[mythtv-users] What major features are planned for 0.27?
fatgerman at gmail.com
Sat Nov 24 17:59:11 UTC 2012
On Saturday 24 Nov 2012 12:13:34 Michael T. Dean wrote:
> On 11/24/2012 10:57 AM, Mark Greenwood wrote:
> > On Saturday 24 Nov 2012 10:19:01 Michael T. Dean wrote:
> >> On 11/24/2012 08:48 AM, Mark Greenwood wrote:
> >>> On Friday 23 Nov 2012 22:37:34 Michael T. Dean wrote:
> >>>> On 11/23/2012 10:02 PM, Preston Crow wrote:
> >>>>> On 11/23/12 21:58, Michael T. Dean wrote:
> >>>>>> On 11/21/2012 10:10 AM, Mark Greenwood wrote:
> >>>>>>> One thing that could be contributed though, and I don't know how
> >>>>>>> easy/hard this would be but with pointers I'd be prepared to look into
> >>>>>>> it, would be to make mythtv understand the multimedia keycodes sent by
> >>>>>>> IR remotes that are handled by the kernel's devinput interface (eg
> >>>>>>> KEY_PLAY, KEY_FASTFORWARD etc). Xbmc understands these natively and
> >>>>>>> means I didn't have to go through the trauma of setting up lirc.

※ ※ ※

Given exercise 1:
Name every person the mailing list post identifies as having written one of its quoted messages, each name given once.
The mailing list post and the listing come from unrelated sources.

※ ※ ※

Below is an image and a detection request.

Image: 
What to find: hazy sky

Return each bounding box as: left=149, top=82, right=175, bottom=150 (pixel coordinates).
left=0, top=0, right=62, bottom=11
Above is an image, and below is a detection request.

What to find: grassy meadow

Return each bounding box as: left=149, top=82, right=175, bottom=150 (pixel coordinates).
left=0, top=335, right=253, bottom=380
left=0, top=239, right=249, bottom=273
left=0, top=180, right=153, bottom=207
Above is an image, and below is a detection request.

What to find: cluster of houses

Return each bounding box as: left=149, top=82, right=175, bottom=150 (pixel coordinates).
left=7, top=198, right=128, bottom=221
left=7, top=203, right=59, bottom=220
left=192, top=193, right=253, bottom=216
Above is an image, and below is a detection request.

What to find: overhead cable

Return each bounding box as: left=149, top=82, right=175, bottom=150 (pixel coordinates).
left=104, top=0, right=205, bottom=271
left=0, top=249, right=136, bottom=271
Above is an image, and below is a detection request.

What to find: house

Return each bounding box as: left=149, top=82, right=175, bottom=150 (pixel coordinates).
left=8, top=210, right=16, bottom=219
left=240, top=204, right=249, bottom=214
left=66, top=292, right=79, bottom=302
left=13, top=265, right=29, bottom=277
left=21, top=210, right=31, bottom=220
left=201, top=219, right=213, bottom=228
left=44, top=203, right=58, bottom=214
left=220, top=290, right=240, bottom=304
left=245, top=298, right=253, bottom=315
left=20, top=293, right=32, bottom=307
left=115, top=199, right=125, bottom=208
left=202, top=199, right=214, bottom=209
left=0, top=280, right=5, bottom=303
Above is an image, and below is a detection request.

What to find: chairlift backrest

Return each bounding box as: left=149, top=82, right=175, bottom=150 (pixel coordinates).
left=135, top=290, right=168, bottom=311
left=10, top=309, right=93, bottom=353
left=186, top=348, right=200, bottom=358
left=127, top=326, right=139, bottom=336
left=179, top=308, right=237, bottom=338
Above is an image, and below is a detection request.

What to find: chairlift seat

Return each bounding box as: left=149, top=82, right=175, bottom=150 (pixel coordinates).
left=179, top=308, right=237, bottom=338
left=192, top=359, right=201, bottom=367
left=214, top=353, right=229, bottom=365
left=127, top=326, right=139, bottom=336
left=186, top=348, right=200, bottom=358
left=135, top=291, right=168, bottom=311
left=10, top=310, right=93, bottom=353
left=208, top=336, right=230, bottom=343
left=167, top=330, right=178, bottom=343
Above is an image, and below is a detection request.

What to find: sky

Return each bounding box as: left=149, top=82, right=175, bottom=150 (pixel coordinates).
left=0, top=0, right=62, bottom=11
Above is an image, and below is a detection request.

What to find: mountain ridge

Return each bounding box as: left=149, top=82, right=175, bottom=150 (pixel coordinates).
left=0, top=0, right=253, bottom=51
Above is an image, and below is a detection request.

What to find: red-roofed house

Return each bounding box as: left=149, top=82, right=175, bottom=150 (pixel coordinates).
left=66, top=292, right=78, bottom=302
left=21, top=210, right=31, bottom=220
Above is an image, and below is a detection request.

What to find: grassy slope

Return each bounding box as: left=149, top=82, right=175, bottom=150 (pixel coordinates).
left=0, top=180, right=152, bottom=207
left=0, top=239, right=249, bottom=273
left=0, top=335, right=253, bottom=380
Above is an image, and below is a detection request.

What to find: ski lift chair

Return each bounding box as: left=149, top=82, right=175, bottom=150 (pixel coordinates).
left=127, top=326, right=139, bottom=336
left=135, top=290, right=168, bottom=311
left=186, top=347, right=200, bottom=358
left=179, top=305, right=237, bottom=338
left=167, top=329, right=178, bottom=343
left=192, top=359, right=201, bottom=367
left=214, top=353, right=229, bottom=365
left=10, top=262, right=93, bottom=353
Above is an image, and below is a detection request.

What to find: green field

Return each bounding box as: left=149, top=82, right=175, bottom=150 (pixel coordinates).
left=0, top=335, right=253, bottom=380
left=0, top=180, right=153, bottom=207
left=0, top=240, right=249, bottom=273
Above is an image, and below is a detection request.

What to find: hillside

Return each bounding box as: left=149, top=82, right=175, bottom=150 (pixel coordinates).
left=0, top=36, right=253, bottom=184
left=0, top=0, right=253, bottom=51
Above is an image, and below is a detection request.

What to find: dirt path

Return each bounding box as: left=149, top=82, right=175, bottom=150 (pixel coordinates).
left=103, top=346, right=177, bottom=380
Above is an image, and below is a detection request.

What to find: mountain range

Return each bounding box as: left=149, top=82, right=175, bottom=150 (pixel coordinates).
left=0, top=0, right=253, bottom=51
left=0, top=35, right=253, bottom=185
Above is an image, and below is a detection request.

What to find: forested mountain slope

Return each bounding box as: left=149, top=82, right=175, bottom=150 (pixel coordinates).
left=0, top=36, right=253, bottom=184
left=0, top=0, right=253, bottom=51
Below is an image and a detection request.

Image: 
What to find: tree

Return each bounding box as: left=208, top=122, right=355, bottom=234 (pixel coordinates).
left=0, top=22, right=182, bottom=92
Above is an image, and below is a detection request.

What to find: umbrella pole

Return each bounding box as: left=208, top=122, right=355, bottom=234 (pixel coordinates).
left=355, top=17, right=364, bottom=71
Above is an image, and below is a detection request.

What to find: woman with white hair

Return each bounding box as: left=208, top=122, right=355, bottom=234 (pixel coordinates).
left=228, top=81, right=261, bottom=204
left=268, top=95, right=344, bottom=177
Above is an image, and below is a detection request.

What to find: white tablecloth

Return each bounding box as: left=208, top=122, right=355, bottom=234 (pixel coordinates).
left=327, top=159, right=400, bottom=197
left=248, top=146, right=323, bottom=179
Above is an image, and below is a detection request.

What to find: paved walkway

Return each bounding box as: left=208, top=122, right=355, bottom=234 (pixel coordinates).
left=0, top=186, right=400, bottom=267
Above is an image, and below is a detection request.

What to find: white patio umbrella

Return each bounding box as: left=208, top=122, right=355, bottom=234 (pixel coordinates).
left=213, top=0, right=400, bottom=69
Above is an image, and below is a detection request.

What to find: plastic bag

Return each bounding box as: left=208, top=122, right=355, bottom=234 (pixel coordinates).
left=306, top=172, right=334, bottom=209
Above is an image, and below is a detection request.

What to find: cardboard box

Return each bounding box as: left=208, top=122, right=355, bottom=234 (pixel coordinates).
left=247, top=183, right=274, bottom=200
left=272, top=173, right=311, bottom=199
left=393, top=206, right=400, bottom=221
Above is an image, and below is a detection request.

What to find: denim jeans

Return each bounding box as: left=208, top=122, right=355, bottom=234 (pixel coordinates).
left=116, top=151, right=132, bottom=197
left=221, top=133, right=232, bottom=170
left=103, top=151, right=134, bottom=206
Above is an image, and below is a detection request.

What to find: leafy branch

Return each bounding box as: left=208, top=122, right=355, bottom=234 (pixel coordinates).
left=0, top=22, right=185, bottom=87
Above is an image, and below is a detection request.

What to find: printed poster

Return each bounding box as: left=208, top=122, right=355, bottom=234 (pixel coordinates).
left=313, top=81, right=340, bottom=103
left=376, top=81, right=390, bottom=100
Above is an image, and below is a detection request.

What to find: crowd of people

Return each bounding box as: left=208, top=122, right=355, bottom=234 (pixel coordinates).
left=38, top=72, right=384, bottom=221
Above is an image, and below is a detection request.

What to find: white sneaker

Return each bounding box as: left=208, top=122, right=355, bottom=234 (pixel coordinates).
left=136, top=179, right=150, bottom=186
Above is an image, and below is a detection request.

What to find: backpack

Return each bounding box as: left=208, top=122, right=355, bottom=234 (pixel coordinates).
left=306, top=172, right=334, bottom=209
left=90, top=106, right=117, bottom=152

※ ※ ※

Given exercise 2:
Show every line of the listing that contains the string "grassy", treating uppercase and lowercase as different.

Correct result 1:
Michael T. Dean, Mark Greenwood, Preston Crow

Correct result 2:
What to find: grassy meadow
What to find: grassy slope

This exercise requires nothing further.